In the records below, swap every "trace the outline" for "draw the outline" and reproduce the lines with nothing else altered.

-- Start of Data listing --

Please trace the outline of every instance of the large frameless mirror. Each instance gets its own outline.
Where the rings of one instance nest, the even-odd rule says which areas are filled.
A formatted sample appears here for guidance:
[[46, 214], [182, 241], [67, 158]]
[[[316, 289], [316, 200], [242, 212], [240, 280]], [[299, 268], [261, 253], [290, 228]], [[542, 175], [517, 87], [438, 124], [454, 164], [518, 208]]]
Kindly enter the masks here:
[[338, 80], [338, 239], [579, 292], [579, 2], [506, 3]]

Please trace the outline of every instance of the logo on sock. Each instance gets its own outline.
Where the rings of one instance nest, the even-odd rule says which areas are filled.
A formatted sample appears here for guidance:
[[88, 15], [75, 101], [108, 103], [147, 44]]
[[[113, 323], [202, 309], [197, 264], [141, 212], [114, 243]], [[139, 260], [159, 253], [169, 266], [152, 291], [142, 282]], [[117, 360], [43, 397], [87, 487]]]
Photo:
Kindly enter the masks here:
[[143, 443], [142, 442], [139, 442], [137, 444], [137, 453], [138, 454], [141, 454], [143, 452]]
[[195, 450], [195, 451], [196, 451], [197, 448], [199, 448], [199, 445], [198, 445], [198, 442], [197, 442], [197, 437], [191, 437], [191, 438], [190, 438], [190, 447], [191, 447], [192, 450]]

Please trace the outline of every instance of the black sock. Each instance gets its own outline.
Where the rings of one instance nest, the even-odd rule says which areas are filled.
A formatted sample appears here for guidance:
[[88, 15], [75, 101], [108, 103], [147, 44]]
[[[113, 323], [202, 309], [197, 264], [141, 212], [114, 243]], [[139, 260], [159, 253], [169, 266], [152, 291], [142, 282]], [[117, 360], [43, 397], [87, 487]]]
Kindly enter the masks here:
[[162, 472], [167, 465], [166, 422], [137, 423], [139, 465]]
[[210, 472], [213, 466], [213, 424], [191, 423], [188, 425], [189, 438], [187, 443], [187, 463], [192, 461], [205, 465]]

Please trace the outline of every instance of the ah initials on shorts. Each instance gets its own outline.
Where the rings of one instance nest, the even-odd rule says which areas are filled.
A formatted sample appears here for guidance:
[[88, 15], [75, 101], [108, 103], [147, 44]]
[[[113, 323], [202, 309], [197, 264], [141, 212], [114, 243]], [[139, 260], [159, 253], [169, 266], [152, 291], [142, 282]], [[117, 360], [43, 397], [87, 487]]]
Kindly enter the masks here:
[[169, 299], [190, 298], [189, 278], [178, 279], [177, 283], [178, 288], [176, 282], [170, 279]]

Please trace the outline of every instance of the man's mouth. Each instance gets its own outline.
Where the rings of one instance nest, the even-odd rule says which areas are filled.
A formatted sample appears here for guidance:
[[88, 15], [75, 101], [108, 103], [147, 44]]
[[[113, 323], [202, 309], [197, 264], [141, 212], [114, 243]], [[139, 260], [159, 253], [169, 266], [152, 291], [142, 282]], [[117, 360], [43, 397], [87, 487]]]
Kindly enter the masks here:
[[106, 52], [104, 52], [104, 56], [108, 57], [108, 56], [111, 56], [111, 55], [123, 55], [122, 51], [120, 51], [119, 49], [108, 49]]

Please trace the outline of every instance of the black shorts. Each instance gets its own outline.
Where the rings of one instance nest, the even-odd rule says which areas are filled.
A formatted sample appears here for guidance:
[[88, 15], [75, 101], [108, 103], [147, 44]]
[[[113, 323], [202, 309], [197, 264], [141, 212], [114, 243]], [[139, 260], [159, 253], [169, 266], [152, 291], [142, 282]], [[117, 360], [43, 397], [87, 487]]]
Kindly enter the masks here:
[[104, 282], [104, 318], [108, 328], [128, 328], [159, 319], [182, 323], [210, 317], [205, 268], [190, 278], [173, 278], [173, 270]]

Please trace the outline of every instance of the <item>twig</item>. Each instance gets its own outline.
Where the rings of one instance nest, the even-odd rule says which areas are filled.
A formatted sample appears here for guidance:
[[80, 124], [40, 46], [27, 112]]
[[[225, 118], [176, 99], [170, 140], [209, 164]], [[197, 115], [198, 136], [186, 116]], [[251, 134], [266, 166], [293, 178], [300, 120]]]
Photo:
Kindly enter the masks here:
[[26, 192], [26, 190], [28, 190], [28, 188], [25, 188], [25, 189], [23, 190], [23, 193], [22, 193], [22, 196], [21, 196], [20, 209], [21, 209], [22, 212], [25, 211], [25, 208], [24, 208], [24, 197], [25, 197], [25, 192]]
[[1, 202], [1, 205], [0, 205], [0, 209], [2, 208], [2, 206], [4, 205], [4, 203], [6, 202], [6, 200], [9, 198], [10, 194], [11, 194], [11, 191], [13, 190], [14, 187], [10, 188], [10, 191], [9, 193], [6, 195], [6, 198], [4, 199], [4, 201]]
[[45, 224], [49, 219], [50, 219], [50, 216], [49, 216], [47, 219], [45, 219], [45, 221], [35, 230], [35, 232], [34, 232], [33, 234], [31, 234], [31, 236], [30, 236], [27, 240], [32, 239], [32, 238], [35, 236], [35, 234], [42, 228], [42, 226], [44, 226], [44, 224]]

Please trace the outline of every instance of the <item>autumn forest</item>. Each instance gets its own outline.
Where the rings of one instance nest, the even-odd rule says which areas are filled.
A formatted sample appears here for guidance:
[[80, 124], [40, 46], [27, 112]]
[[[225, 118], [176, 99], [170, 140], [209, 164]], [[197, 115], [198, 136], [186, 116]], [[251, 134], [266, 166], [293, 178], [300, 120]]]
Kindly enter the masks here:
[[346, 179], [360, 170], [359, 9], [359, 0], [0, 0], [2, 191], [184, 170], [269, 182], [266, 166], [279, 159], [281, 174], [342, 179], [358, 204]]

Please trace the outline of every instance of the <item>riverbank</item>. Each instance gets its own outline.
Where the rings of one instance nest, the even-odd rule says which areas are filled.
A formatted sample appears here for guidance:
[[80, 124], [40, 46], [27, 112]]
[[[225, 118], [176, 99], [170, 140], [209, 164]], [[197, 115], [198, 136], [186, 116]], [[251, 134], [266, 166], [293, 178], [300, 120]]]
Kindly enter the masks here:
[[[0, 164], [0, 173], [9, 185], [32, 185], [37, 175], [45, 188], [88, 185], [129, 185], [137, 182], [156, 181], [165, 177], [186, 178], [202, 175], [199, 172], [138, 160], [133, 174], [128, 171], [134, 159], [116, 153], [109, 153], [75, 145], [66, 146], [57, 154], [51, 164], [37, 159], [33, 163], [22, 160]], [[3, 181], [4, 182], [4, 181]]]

-- End of Data listing --

→ Completed exercise:
Please draw the outline of every instance of the large frameless mirror. Each instance gets its own outline.
Where the rings of one instance nest, the even-odd rule says which areas are filled.
A formatted sample appears here for guidance:
[[46, 214], [182, 241], [67, 158]]
[[[316, 289], [316, 200], [242, 212], [240, 280]], [[299, 268], [261, 253], [290, 228]], [[542, 175], [517, 87], [438, 124], [454, 164], [518, 208]]]
Kindly enter the masks here:
[[338, 80], [338, 239], [579, 292], [579, 2], [506, 3]]

Please draw the outline of every instance of the logo on sock. Each instance gets its own outline.
Where the rings of one instance nest, the even-odd rule says which areas are filled.
A formatted sample appears here for guidance:
[[88, 15], [75, 101], [108, 103], [147, 44]]
[[[113, 323], [202, 309], [197, 264], [141, 212], [114, 243]], [[139, 260], [159, 253], [169, 266], [152, 291], [142, 282]], [[117, 360], [43, 397], [87, 487]]]
Photo:
Kindly enter the masks here:
[[143, 443], [142, 442], [139, 442], [137, 444], [137, 453], [138, 454], [141, 454], [143, 452]]
[[195, 450], [195, 451], [196, 451], [197, 448], [199, 448], [199, 445], [198, 445], [198, 442], [197, 442], [197, 437], [191, 437], [191, 438], [190, 438], [190, 447], [191, 447], [192, 450]]

Please draw the outline of every instance of the black sock. Each instance gets its own outline.
Where the rings of one instance nest, the even-odd rule says which areas are filled.
A formatted sample appears here for guidance:
[[88, 15], [75, 101], [108, 103], [147, 44]]
[[[113, 323], [202, 309], [197, 264], [141, 212], [114, 243]], [[139, 260], [159, 253], [169, 266], [152, 291], [142, 282]], [[117, 360], [43, 397], [87, 487]]]
Kindly enter the masks here:
[[162, 472], [167, 465], [166, 422], [137, 423], [139, 465]]
[[210, 472], [213, 466], [213, 424], [191, 423], [188, 425], [189, 438], [187, 443], [187, 463], [192, 461], [205, 465]]

Please draw the outline of every instance of the ah initials on shorts. Each instance gets its own outline.
Where the rings of one instance nest, the even-odd rule says which areas are filled.
A formatted sample appears here for guidance:
[[88, 15], [75, 101], [108, 103], [147, 44]]
[[[113, 323], [202, 309], [197, 264], [141, 212], [114, 243]], [[139, 260], [159, 253], [169, 266], [152, 291], [142, 282]], [[117, 360], [43, 397], [87, 487]]]
Kindly enter the masks here:
[[169, 299], [190, 298], [189, 278], [178, 279], [177, 283], [178, 288], [176, 282], [170, 279]]

Please draw the outline of every instance of the man's mouth. Each instance gets its own outline.
Where the rings of one instance nest, the even-odd rule says which areas are filled.
A formatted sample appears here for guidance:
[[88, 15], [75, 101], [108, 103], [147, 44]]
[[[113, 323], [202, 309], [197, 264], [141, 212], [114, 243]], [[139, 260], [159, 253], [169, 266], [152, 291], [142, 282]], [[117, 360], [43, 397], [87, 487]]]
Kindly enter the masks here:
[[106, 52], [104, 52], [104, 56], [108, 57], [108, 56], [111, 56], [111, 55], [123, 55], [122, 51], [120, 51], [119, 49], [108, 49]]

Please draw the outline of every instance of the black shorts. Each instance gets its own outline.
Where the rings of one instance nest, the even-odd rule says which areas are filled.
A formatted sample appears here for guidance:
[[88, 15], [75, 101], [108, 103], [147, 44]]
[[[113, 323], [202, 309], [197, 264], [141, 212], [114, 243]], [[139, 260], [159, 253], [169, 266], [152, 291], [142, 282]], [[117, 360], [43, 397], [87, 487]]]
Kindly enter the masks here:
[[104, 282], [104, 318], [108, 328], [128, 328], [159, 319], [182, 323], [210, 317], [205, 268], [190, 278], [173, 278], [173, 270]]

Please draw the outline of every instance of the <item>twig</item>. Each instance gets its own outline.
Where the rings of one instance nest, the even-odd rule says which areas are filled.
A formatted sample appears here for guidance:
[[80, 124], [40, 46], [27, 112]]
[[[225, 118], [176, 99], [170, 140], [209, 164]], [[197, 115], [198, 136], [186, 116]], [[251, 134], [266, 166], [293, 178], [300, 120]]]
Photo:
Kindly enter the masks here:
[[26, 192], [26, 190], [28, 190], [28, 188], [25, 188], [25, 189], [23, 190], [23, 193], [22, 193], [22, 196], [21, 196], [20, 209], [21, 209], [22, 212], [25, 211], [25, 208], [24, 208], [24, 197], [25, 197], [25, 192]]
[[1, 202], [1, 205], [0, 205], [0, 209], [2, 208], [2, 206], [4, 205], [4, 203], [6, 202], [6, 200], [9, 198], [10, 194], [11, 194], [11, 191], [13, 190], [14, 187], [10, 188], [10, 191], [9, 193], [6, 195], [6, 198], [4, 199], [4, 201]]
[[45, 224], [49, 219], [50, 219], [50, 216], [49, 216], [47, 219], [45, 219], [45, 221], [35, 230], [35, 232], [34, 232], [33, 234], [31, 234], [31, 236], [30, 236], [27, 240], [32, 239], [32, 238], [35, 236], [35, 234], [42, 228], [42, 226], [44, 226], [44, 224]]

Please draw the outline of every instance of the <item>autumn forest</item>. Each instance gets its own outline.
Where the rings of one instance nest, the even-odd rule says which areas are filled.
A formatted sample appears here for guidance:
[[80, 124], [40, 46], [27, 112]]
[[[225, 118], [176, 99], [170, 140], [209, 164]], [[197, 115], [198, 136], [186, 116]], [[251, 134], [266, 166], [293, 178], [300, 120]]]
Kindly enter the masks here:
[[346, 179], [360, 170], [359, 9], [359, 0], [0, 0], [2, 191], [184, 170], [269, 182], [266, 166], [279, 159], [281, 174], [342, 179], [358, 204]]

Please draw the outline of every instance of the <item>riverbank</item>. Each instance gets its own outline.
Where the rings of one instance nest, the even-odd rule says which areas are filled.
A formatted sample appears here for guidance:
[[80, 124], [40, 46], [27, 112]]
[[[225, 118], [176, 99], [170, 140], [209, 164]], [[197, 115], [198, 136], [186, 116]], [[251, 134], [266, 166], [293, 178], [300, 120]]]
Kindly enter the masks here:
[[[0, 164], [0, 173], [9, 185], [32, 185], [37, 175], [45, 188], [88, 185], [129, 185], [137, 182], [156, 181], [165, 177], [186, 178], [202, 175], [199, 172], [138, 160], [133, 174], [128, 171], [134, 159], [116, 153], [109, 153], [75, 145], [66, 146], [57, 154], [51, 164], [37, 159], [33, 163], [22, 160]], [[3, 181], [4, 182], [4, 181]]]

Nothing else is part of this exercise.